**** Excerpt to read

Moreover, unlike the insured in Norman, as soon as plaintiff became aware that his knee injury was not resolving, he twice returned to Long Beach Island to look for the phantom vehicle, one time with a friend and another time with his mother.

Under the Brill standard, if the competent evidential materials and the reasonable inferences to be drawn therefrom, when viewed in the light most favorable to the non-moving party, are sufficient to permit a rational fact-finder to resolve the alleged dispute in favor of the non-moving party, then there is a genuine issue for trial and a motion for summary judgment must be denied. See Brill, supra, 142 N.J. Super. at 540; see Norman, supra, 249 N.J. Super. at 109 ("[I]f the fact finder can reasonably draw or reject an inference or if conflicting inferences can be drawn from a given set of facts, the issue is one of fact, and summary judgment is inappropriate.").

Applying these principles here, we conclude the Judge erred in rejecting as irrelevant plaintiff's claim that he acted reasonably, and in impliedly concluding that a rational fact-finder could not draw conflicting inferences from the facts presented. In Norman, we determined that the question of whether plaintiff's efforts to identify a phantom vehicle were reasonable should ordinarily be left to the fact-finder to resolve, especially where such efforts might prove futile. 249 N.J.Super. at 111, 113.

********
**** The data

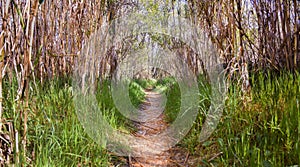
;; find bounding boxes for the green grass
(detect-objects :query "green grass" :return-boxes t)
[162,73,300,166]
[3,73,300,167]
[0,79,144,166]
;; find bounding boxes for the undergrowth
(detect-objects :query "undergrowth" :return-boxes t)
[160,73,300,167]
[3,78,144,166]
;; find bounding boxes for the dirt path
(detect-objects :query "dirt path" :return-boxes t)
[130,90,170,167]
[129,90,187,167]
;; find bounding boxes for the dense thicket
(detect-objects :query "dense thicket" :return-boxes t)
[0,0,300,164]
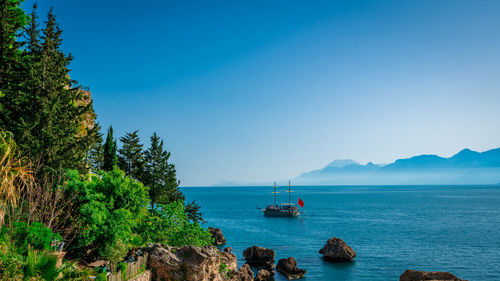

********

**Aim of the task**
Please transcribe the passage on the phantom vehicle claim from "Moreover, unlike the" to "with his mother.".

**Exercise solution**
Moreover, unlike the insured in Norman, as soon as plaintiff became aware that his knee injury was not resolving, he twice returned to Long Beach Island to look for the phantom vehicle, one time with a friend and another time with his mother.